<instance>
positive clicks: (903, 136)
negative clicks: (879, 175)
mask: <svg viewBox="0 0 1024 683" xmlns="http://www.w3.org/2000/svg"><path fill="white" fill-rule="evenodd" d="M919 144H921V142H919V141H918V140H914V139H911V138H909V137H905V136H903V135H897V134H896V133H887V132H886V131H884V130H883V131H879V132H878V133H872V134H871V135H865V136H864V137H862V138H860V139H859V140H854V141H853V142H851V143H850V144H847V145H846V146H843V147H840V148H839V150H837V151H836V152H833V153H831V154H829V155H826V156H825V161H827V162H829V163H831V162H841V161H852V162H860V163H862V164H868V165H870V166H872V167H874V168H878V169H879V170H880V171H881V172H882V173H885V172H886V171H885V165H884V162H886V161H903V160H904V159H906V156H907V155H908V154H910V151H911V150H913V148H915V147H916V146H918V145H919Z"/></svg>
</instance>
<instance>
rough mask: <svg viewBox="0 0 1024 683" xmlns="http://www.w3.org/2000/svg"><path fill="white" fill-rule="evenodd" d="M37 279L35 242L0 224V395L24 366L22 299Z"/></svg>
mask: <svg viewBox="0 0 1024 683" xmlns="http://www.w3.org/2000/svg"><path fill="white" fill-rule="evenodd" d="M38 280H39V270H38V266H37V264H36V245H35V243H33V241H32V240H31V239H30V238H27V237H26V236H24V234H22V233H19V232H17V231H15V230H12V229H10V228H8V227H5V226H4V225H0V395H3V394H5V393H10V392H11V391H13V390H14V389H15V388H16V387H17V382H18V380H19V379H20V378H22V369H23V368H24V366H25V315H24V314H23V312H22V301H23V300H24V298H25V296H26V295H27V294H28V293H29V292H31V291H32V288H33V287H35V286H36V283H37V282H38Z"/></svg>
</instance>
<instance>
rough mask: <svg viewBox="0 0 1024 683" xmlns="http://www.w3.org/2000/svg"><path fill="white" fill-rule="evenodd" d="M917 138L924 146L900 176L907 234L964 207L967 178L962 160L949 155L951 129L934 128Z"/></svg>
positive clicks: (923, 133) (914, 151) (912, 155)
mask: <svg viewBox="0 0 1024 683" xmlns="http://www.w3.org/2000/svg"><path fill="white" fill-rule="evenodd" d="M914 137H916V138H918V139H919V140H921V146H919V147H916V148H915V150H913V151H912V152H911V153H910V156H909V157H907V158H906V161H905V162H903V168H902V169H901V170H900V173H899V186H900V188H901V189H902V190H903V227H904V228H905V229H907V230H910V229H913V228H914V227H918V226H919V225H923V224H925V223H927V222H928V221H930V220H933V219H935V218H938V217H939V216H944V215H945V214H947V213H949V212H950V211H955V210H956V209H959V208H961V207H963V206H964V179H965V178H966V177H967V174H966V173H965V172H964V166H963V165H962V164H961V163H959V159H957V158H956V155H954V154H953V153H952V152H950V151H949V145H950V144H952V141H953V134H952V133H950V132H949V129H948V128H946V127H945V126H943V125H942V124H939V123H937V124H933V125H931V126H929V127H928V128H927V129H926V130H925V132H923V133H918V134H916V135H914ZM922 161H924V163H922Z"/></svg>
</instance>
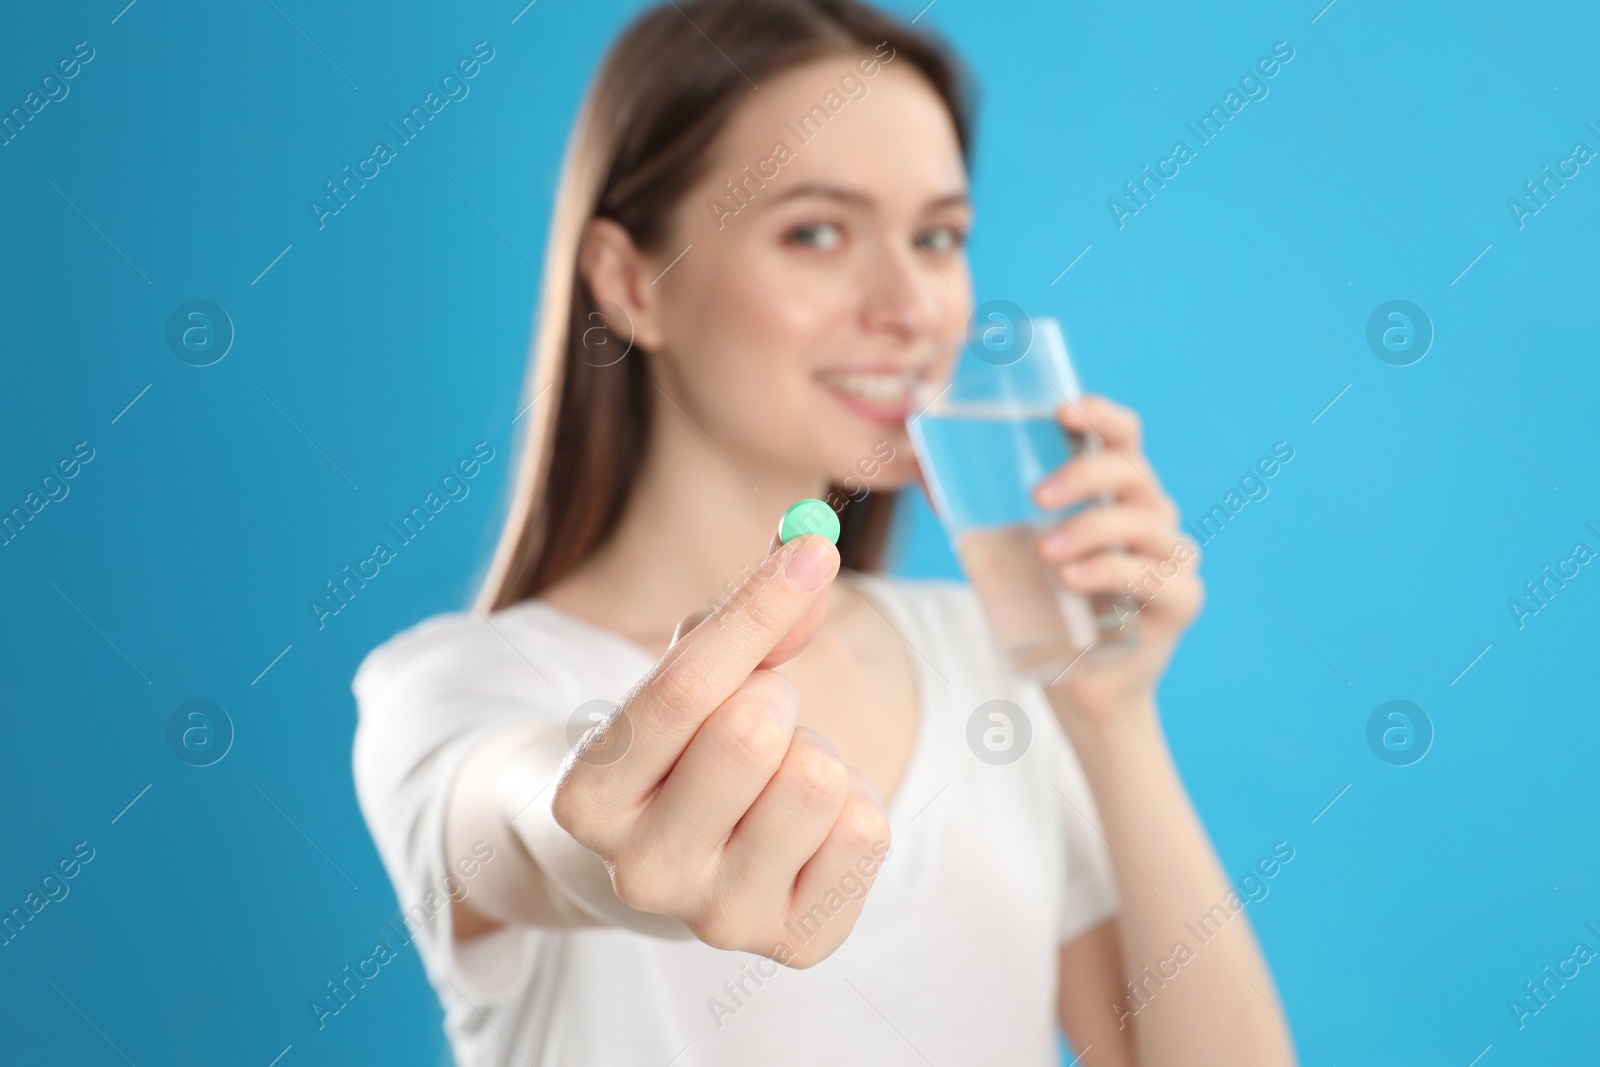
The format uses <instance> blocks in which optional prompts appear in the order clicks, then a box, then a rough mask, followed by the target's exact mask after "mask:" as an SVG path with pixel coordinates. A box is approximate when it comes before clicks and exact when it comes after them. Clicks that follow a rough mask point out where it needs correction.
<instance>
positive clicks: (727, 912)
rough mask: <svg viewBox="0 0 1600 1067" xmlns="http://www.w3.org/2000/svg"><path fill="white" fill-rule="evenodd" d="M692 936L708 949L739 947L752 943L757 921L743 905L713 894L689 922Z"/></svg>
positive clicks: (749, 944) (728, 896) (730, 949)
mask: <svg viewBox="0 0 1600 1067" xmlns="http://www.w3.org/2000/svg"><path fill="white" fill-rule="evenodd" d="M690 929H691V931H694V936H696V937H699V939H701V941H702V942H706V944H707V945H710V947H712V949H723V950H739V949H746V947H747V945H752V944H755V934H757V933H758V925H757V921H755V920H754V917H752V915H750V912H749V909H747V907H742V905H739V904H738V902H736V901H734V899H733V897H730V896H725V894H717V896H715V897H714V899H712V901H710V902H709V904H707V905H706V909H704V910H702V912H701V913H699V915H696V917H694V921H693V923H690Z"/></svg>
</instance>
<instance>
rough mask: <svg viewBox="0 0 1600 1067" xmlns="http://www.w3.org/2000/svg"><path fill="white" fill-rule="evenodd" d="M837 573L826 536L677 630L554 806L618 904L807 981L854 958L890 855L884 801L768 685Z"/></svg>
mask: <svg viewBox="0 0 1600 1067" xmlns="http://www.w3.org/2000/svg"><path fill="white" fill-rule="evenodd" d="M837 571H838V550H837V549H835V547H834V545H832V542H829V539H827V537H822V536H819V534H805V536H800V537H795V539H794V541H790V542H789V544H784V545H781V547H778V549H776V550H774V552H771V553H770V555H768V557H766V560H765V561H763V563H762V566H760V568H758V569H757V571H755V573H754V574H750V576H749V577H747V579H746V582H744V584H742V585H741V587H739V589H738V590H736V592H734V595H733V597H730V598H728V601H726V603H723V605H722V606H718V608H717V609H715V611H712V613H709V614H707V616H706V617H704V619H701V621H699V624H698V625H693V629H688V632H686V633H682V630H685V629H686V627H683V625H680V637H677V638H675V640H674V643H672V646H670V648H669V649H667V654H666V656H664V657H662V661H661V662H659V664H658V665H656V667H654V669H653V670H651V673H650V675H648V677H646V678H645V680H643V681H640V685H638V686H635V688H634V689H632V691H630V693H629V696H627V697H626V699H624V702H622V705H621V709H619V712H618V715H616V717H614V718H613V720H611V725H610V726H608V728H605V729H603V731H602V729H598V728H597V729H592V731H590V733H589V734H587V736H586V739H584V742H582V744H581V745H579V747H578V750H576V752H574V753H573V757H571V758H570V760H568V763H566V768H565V771H563V774H562V779H560V782H558V784H557V787H555V793H554V797H552V800H550V811H552V814H554V816H555V822H557V824H558V825H560V827H562V829H563V830H566V832H568V833H571V837H573V838H574V840H576V841H578V843H581V845H584V846H586V848H589V849H592V851H594V853H597V854H598V856H600V857H602V859H603V861H605V864H606V867H608V869H610V872H611V886H613V889H614V891H616V896H618V899H621V901H622V904H627V905H629V907H632V909H635V910H640V912H654V913H658V915H667V917H670V918H675V920H678V921H680V923H683V925H685V926H686V928H688V929H690V931H693V933H694V936H696V937H699V939H701V941H704V942H706V944H709V945H714V947H717V949H734V950H742V952H754V953H758V955H765V957H768V958H771V960H776V961H778V963H784V965H787V966H795V968H805V966H811V965H813V963H818V961H819V960H822V958H826V957H827V955H829V953H832V952H834V949H837V947H838V945H840V944H842V942H843V941H845V936H846V934H850V929H851V928H853V926H854V923H856V918H858V917H859V913H861V905H862V902H864V899H866V893H867V889H869V888H870V885H872V880H874V877H875V875H877V869H878V865H880V864H882V861H883V854H885V853H886V851H888V843H890V829H888V817H886V816H885V813H883V803H882V800H880V798H878V795H877V790H875V789H874V787H872V784H870V782H869V781H867V777H866V776H864V774H862V773H861V771H858V769H854V768H848V766H845V763H843V760H840V758H838V753H837V752H835V750H834V747H832V745H830V744H829V742H827V741H826V739H824V737H822V736H821V734H818V733H814V731H811V729H806V728H805V726H797V720H798V715H800V696H798V693H797V691H795V688H794V685H792V683H790V681H789V680H787V678H784V677H782V675H779V673H778V672H774V670H771V667H776V665H778V664H782V662H784V661H787V659H790V657H794V656H795V654H798V653H800V651H802V649H803V648H805V646H806V643H808V641H810V640H811V637H813V635H814V633H816V630H818V627H819V625H821V624H822V617H824V613H826V609H827V589H829V585H830V584H832V579H834V574H835V573H837ZM624 717H626V723H622V721H618V720H621V718H624ZM608 745H626V750H624V752H621V753H616V752H614V750H613V752H608V750H606V749H608ZM835 909H837V910H835Z"/></svg>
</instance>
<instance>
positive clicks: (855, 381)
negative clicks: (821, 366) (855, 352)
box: [822, 374, 917, 402]
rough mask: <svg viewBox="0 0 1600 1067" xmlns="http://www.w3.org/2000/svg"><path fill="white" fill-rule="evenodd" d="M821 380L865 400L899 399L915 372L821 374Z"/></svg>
mask: <svg viewBox="0 0 1600 1067" xmlns="http://www.w3.org/2000/svg"><path fill="white" fill-rule="evenodd" d="M822 381H824V382H826V384H827V386H829V387H832V389H838V390H840V392H848V394H854V395H858V397H862V398H866V400H890V402H893V400H901V398H904V397H906V394H907V392H909V390H910V386H912V382H914V381H917V376H915V374H822Z"/></svg>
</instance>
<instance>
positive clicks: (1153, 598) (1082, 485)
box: [1034, 395, 1205, 721]
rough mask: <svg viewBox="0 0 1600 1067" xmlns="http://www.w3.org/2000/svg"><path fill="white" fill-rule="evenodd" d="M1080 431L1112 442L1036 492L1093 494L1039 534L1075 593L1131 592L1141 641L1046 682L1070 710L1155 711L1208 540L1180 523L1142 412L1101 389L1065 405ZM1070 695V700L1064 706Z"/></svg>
mask: <svg viewBox="0 0 1600 1067" xmlns="http://www.w3.org/2000/svg"><path fill="white" fill-rule="evenodd" d="M1058 419H1059V421H1061V424H1062V426H1064V427H1066V429H1067V430H1069V432H1074V434H1098V435H1099V437H1101V438H1102V440H1104V448H1101V450H1099V451H1094V453H1082V454H1078V456H1074V458H1072V459H1069V461H1067V462H1064V464H1062V466H1061V467H1058V469H1056V470H1054V472H1051V474H1050V475H1048V477H1045V478H1042V480H1040V482H1038V485H1037V486H1034V501H1035V504H1038V506H1040V507H1043V509H1046V510H1058V509H1062V507H1067V506H1070V504H1075V502H1082V501H1094V498H1099V496H1104V498H1109V499H1110V502H1109V504H1094V502H1091V504H1090V506H1088V507H1083V509H1080V510H1077V512H1074V514H1072V515H1069V517H1067V518H1064V520H1062V522H1061V525H1058V526H1056V528H1054V530H1053V531H1051V533H1048V534H1045V536H1043V537H1042V539H1040V541H1038V553H1040V557H1043V558H1045V560H1046V561H1050V563H1051V565H1054V566H1056V573H1058V574H1059V577H1061V582H1062V584H1064V585H1066V587H1067V589H1070V590H1075V592H1082V593H1085V595H1090V593H1122V595H1130V593H1131V597H1133V598H1131V600H1130V601H1128V606H1130V608H1133V617H1128V614H1125V616H1123V617H1125V619H1126V624H1128V625H1131V627H1134V630H1136V632H1138V641H1136V645H1134V648H1133V649H1131V651H1130V653H1128V654H1125V656H1120V657H1107V662H1104V664H1098V662H1096V657H1094V656H1093V654H1088V656H1085V657H1083V659H1082V661H1080V662H1077V664H1074V665H1072V667H1069V669H1067V670H1066V672H1064V673H1062V677H1059V678H1056V681H1054V683H1051V685H1050V686H1046V689H1045V691H1046V694H1050V696H1051V699H1053V702H1056V705H1058V710H1061V712H1062V713H1067V715H1072V717H1077V718H1080V720H1090V721H1107V720H1112V718H1117V717H1120V715H1123V713H1130V712H1136V710H1154V707H1155V685H1157V681H1160V677H1162V672H1165V670H1166V662H1168V661H1170V659H1171V654H1173V648H1174V646H1176V645H1178V638H1179V637H1181V635H1182V632H1184V630H1186V629H1187V627H1189V624H1190V622H1192V621H1194V617H1195V616H1197V614H1198V613H1200V606H1202V605H1203V603H1205V585H1203V584H1202V581H1200V573H1198V569H1200V547H1198V545H1197V544H1195V542H1194V539H1192V537H1190V536H1189V534H1186V533H1182V531H1181V530H1179V528H1178V506H1176V504H1173V501H1171V498H1168V496H1166V493H1165V491H1163V490H1162V486H1160V482H1158V480H1157V477H1155V470H1152V469H1150V462H1149V461H1147V459H1146V458H1144V445H1142V440H1141V429H1139V416H1138V413H1134V411H1133V410H1131V408H1125V406H1122V405H1118V403H1112V402H1110V400H1107V398H1104V397H1098V395H1085V397H1080V398H1078V400H1077V402H1069V403H1066V405H1062V406H1061V410H1059V411H1058ZM1062 702H1064V707H1062Z"/></svg>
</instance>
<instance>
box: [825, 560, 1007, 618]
mask: <svg viewBox="0 0 1600 1067" xmlns="http://www.w3.org/2000/svg"><path fill="white" fill-rule="evenodd" d="M848 577H850V579H851V581H854V582H858V584H861V585H862V589H864V590H866V592H867V593H869V595H870V593H877V597H878V598H880V600H885V601H890V603H893V605H896V606H898V608H899V609H901V611H906V613H907V614H910V616H912V617H915V619H917V621H918V622H923V624H928V625H933V627H942V629H950V627H955V629H966V627H970V625H971V624H974V622H979V624H981V622H982V613H981V608H979V606H978V595H976V593H974V592H973V587H971V585H968V584H966V582H965V581H960V579H954V577H904V576H899V574H885V573H875V571H850V574H848Z"/></svg>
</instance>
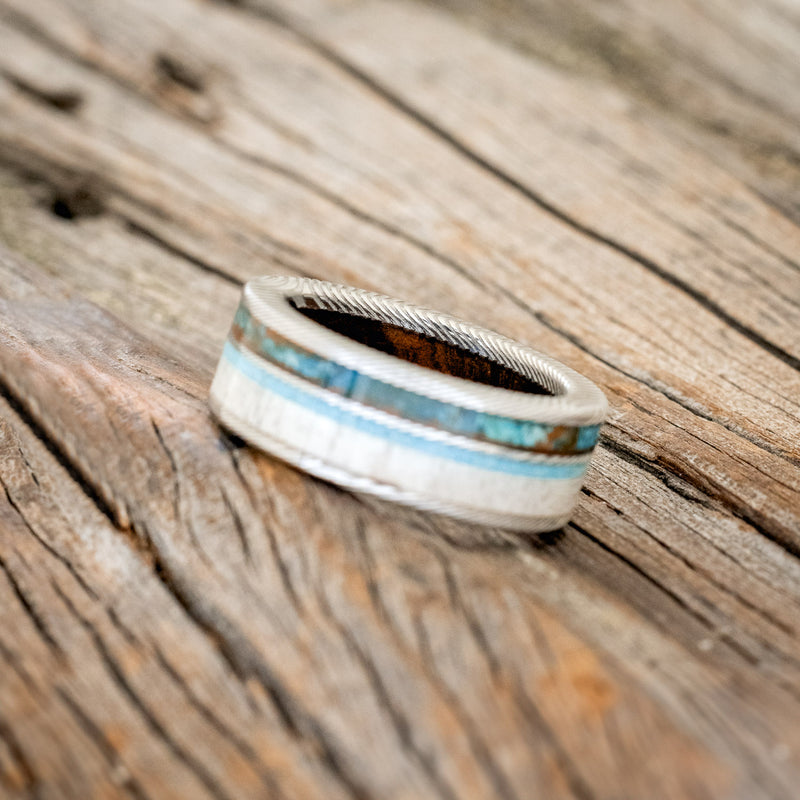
- - -
### Task directions:
Quote, character for character, the lines of the records from the line with "380L865 400L899 399L915" to the line with "box: [1034, 395, 1205, 721]", including both of those lines.

### Answer to this exercise:
rough mask: <svg viewBox="0 0 1600 1067" xmlns="http://www.w3.org/2000/svg"><path fill="white" fill-rule="evenodd" d="M821 380L865 400L899 399L915 372L821 374Z"/></svg>
mask: <svg viewBox="0 0 1600 1067" xmlns="http://www.w3.org/2000/svg"><path fill="white" fill-rule="evenodd" d="M822 381H824V382H826V384H827V386H829V387H832V389H838V390H840V392H848V394H854V395H858V397H862V398H866V400H890V402H893V400H901V398H904V397H906V394H907V392H909V390H910V386H912V382H914V381H917V376H915V374H822Z"/></svg>
</instance>
<instance>
positive clicks: (1153, 598) (1082, 485)
box: [1034, 395, 1205, 721]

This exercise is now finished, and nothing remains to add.